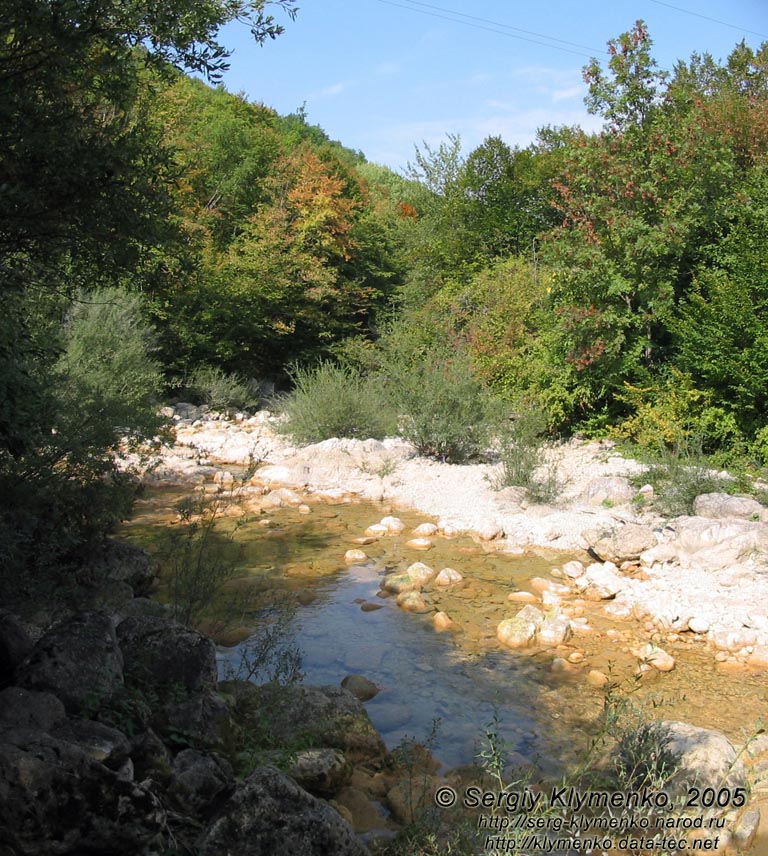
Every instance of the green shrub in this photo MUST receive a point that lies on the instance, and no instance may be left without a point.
(84, 384)
(679, 475)
(520, 442)
(443, 409)
(332, 401)
(221, 391)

....

• _What you have to do_: Print every line of the listing exactly, please, and leave the images out.

• _Expected answer_:
Every instance of the green shrub in this photo MUST receive a point that lies on the instance, and no instance may be left without a point.
(84, 384)
(679, 475)
(520, 442)
(443, 409)
(332, 401)
(221, 391)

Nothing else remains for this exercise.